Our September 20, 2023, buy call—the stock that day was: $48.38 still apparently unable to stay above $50 very long.
On January 28th this year, our call on Seeking Alpha had the stock at $50. Dominant analyst PTs as of today is $63 calling HOLD.
After reviewing both LVS numbers and forward market prospects for Singapore and Macau, we continue BUY with an unchanged PT of $70 by the end of 2Q24.
The immense turnaround for LVS y/y is, of course, directly related to a surging recovery both in Macau and Singapore.
Fitch has now projected that the Macau market will reach 80% of baseline 2019 GGR ignited by 15% growth y/y from 203. That translates to US$26.6b in gaming win for the six concessionaires. If LVS holds market share, it gets US$6.75b in gaming revenue. 1Q24 alone for Macau is estimated to reach $7.15b up 65$ y/y. These numbers show what we have long believed to be an abiding reality of the Asian gaming customer:
Unless macro events are catastrophic, as was covid, no decline in China GDP would materially stop regardless of cyclical economic woes.
Arrival numbers add to the bull scenario
Macau officials are forecasting 2024 total arrivals to Macau of 33m, a 17% y/y increase reaching over 80% of baseline 2029.
Singapore tourist agencies are forecasting arrivals at 16m, 18% of which will come from mainland China origin points. Until last year, the #1 origin point for Singapore tourism was Indonesia.
In Macau, LVS benefits from its 12,000 room capacity and its spread across every consumer segment from average to high-end rates, dining and entertainment facilities. Likewise, Marina Bay Sands sits on a duopoly with Genting.
(Note: There have been lingering questions from investors about the status of a planned fourth tower for the MBS property. We have checked with our best sources in Singapore. They tell us that the country’s Urban Redevelopment Authority this month had approved the MBS expansion, with a start date next month (April). The $3.3b project will have 587 rooms, down from an originally planned 1,000 rooms.)

*Source information:*
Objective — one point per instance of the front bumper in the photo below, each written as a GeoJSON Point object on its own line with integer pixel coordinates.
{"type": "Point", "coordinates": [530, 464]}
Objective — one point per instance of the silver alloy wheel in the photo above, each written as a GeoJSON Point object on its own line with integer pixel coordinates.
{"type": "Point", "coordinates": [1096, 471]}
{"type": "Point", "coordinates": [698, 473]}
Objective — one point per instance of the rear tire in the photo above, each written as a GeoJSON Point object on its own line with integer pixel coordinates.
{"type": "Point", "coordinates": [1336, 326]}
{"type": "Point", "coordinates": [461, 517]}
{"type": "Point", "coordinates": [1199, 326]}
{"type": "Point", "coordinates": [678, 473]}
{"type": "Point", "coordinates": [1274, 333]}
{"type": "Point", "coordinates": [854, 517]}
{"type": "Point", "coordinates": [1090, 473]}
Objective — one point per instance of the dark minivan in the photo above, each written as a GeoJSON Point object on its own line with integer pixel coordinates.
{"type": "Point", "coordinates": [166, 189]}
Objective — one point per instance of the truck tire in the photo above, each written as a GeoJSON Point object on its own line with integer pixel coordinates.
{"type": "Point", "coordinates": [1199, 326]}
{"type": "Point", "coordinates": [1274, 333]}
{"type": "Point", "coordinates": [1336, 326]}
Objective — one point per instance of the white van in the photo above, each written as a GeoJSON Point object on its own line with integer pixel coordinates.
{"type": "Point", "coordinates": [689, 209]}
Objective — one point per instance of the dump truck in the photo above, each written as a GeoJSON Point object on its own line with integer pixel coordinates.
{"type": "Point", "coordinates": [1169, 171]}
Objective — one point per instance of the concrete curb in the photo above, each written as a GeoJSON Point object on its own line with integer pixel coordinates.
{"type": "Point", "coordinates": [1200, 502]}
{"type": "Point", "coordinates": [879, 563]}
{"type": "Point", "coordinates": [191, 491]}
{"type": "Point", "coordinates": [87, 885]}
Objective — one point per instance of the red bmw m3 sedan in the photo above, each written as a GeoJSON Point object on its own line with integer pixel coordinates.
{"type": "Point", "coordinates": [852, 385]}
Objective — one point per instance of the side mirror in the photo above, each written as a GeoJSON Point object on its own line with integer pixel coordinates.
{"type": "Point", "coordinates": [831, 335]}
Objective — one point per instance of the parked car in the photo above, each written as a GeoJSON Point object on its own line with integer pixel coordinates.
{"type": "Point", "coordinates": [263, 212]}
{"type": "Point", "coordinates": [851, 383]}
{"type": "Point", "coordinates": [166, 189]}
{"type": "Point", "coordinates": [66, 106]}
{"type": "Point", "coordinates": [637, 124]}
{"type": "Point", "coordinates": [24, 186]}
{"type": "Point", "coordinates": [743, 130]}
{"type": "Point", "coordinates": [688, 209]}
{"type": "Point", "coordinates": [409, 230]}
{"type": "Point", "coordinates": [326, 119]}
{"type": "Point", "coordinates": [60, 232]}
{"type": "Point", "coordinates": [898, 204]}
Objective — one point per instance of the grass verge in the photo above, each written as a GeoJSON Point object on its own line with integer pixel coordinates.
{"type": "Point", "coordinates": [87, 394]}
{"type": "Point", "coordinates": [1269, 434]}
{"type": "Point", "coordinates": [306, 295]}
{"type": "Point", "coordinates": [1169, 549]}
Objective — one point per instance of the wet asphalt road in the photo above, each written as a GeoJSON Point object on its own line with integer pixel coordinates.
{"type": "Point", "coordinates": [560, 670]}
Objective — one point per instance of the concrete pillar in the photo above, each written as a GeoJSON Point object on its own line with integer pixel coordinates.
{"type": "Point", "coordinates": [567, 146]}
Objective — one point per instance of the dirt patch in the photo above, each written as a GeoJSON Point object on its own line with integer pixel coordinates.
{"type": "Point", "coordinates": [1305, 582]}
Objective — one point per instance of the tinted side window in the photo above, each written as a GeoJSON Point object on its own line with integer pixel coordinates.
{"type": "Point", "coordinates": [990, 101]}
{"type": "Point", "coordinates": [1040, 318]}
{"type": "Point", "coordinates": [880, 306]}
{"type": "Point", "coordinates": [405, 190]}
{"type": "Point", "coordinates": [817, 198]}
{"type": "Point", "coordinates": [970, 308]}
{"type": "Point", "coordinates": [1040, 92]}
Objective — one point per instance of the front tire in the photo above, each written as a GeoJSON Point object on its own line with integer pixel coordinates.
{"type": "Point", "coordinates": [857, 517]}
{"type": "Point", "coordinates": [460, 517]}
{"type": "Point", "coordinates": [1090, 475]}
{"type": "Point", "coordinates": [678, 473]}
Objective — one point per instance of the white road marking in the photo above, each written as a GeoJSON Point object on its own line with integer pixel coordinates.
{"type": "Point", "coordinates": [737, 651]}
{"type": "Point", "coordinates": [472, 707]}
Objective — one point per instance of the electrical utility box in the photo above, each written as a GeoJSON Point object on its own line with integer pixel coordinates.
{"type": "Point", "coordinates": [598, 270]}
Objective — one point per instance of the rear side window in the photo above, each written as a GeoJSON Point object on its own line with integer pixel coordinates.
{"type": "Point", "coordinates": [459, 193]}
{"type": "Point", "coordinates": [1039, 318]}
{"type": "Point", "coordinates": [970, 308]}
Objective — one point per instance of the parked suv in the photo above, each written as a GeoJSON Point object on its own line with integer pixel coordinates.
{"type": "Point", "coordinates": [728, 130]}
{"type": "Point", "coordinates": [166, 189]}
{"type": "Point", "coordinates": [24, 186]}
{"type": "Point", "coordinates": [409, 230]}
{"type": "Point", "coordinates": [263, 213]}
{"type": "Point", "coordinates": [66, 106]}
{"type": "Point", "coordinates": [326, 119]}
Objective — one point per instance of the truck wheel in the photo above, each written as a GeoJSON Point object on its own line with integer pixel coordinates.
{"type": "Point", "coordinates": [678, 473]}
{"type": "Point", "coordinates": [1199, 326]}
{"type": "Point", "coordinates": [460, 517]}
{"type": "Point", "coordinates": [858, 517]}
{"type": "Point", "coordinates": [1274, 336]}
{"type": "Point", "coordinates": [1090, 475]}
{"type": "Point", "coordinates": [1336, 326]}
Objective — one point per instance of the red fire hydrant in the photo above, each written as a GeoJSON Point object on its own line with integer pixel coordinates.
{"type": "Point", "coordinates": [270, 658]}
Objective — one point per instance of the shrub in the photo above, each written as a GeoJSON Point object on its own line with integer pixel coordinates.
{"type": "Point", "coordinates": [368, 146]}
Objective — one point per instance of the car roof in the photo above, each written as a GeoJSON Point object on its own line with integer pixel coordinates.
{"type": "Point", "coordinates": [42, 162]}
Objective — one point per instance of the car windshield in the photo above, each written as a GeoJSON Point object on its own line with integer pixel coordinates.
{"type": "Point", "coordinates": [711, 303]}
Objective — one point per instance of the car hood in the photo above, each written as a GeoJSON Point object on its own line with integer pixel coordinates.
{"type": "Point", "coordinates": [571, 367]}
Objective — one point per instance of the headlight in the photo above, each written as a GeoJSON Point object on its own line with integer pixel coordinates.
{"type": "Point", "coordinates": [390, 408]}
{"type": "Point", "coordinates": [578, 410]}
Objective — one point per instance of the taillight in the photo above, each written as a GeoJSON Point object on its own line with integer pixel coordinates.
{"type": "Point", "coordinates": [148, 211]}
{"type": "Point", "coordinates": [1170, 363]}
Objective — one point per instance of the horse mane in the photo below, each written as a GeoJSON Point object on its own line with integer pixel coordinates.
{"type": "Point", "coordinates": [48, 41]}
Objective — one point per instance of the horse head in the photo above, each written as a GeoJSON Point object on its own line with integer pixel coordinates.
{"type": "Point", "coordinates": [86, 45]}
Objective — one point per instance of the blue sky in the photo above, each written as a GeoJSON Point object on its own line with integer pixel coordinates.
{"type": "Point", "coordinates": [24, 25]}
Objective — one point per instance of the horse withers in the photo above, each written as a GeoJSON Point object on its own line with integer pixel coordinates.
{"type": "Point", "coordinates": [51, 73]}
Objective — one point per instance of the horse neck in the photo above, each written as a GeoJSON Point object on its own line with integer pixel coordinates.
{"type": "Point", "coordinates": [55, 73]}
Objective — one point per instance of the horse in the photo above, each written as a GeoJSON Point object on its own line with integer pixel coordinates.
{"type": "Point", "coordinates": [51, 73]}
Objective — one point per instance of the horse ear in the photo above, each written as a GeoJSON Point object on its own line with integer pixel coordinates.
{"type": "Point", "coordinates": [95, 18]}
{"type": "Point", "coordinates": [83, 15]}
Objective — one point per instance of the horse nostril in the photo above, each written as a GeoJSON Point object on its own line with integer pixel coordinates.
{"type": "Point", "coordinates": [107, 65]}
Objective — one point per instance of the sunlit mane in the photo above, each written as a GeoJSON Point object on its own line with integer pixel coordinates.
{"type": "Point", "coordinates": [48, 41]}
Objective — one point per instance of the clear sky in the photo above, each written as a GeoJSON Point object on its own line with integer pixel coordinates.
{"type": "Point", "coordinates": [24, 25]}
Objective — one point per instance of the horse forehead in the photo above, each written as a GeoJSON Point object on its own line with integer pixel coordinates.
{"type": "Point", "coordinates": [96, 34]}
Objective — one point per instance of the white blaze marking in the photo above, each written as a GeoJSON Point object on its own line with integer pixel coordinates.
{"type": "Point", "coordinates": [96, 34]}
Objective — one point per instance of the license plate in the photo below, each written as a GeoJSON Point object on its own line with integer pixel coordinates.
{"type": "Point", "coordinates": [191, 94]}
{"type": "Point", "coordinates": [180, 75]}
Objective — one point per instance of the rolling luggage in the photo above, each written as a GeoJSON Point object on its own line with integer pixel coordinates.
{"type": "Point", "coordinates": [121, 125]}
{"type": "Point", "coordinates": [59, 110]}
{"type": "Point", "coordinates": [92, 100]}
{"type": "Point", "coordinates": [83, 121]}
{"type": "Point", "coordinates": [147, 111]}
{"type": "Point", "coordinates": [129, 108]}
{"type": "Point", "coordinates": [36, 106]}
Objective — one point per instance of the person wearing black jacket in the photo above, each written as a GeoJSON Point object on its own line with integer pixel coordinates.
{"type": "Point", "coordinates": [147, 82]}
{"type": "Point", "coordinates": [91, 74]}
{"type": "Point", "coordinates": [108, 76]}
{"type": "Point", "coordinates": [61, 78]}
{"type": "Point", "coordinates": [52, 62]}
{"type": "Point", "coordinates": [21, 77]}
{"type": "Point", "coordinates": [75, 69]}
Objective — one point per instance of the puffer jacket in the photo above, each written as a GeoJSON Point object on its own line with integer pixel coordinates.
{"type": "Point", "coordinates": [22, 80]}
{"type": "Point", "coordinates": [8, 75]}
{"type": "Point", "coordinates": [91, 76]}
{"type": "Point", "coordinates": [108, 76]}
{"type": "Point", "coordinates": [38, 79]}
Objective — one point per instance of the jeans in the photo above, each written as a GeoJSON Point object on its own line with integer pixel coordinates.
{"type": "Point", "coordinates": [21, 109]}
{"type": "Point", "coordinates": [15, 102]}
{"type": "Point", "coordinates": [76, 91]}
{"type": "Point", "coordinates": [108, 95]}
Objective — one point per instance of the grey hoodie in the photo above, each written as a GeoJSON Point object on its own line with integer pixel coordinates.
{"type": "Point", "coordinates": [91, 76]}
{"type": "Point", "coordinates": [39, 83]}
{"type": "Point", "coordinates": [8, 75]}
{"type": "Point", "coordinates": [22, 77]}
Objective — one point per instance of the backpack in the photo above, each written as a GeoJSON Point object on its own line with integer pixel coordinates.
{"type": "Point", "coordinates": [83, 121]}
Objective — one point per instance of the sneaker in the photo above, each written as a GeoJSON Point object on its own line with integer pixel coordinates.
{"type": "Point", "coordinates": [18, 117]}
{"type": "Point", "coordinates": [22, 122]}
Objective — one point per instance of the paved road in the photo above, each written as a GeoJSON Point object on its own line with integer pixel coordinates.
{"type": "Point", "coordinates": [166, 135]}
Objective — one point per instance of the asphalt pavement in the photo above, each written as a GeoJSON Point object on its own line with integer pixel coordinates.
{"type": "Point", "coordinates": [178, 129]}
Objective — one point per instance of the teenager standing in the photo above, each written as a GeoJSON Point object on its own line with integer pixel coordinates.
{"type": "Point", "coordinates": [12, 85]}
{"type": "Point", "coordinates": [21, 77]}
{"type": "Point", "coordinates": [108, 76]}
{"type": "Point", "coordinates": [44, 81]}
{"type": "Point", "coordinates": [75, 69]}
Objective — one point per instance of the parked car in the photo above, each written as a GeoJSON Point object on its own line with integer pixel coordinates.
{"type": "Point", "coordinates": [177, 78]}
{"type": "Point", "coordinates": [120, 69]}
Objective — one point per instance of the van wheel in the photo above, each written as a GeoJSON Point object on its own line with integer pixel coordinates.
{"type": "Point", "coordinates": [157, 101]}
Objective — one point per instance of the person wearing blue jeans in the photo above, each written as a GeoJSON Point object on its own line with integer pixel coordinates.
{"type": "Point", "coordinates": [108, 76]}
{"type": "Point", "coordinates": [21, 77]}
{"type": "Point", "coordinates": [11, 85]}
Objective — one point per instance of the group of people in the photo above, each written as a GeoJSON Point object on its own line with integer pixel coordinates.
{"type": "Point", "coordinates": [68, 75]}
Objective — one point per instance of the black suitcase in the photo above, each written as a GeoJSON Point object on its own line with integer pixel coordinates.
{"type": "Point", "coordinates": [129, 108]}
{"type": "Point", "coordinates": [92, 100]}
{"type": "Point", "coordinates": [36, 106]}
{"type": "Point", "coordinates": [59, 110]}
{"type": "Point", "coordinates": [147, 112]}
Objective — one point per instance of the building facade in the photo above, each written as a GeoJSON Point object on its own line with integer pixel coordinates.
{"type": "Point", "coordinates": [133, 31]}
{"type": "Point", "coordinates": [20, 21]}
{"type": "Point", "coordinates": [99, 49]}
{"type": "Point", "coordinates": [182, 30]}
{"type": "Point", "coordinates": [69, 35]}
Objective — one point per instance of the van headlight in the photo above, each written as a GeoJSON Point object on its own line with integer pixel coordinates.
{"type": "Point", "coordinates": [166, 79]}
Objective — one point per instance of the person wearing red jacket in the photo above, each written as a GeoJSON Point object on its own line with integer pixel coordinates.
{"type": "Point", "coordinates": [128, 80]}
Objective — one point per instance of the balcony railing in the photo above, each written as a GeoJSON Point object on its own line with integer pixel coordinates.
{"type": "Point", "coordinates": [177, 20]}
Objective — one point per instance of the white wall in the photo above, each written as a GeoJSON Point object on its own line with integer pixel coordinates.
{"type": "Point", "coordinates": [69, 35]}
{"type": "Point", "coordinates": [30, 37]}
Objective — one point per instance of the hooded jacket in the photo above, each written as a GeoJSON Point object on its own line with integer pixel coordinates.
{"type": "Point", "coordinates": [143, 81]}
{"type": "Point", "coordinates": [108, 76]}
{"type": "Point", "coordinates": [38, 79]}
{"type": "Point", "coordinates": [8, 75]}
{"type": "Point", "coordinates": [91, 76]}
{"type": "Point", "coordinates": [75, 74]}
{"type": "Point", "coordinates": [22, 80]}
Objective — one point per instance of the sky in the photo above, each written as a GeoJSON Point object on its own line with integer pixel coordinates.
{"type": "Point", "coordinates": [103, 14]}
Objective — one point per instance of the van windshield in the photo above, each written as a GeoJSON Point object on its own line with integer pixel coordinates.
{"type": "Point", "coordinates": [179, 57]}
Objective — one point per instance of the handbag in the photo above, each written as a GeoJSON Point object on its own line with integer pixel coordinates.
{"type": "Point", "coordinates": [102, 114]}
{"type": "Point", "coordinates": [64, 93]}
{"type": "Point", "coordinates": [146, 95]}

*Requirement:* List every country or territory the LVS stock text names.

*Output of the task:*
- Singapore
- Macau
- China
- Indonesia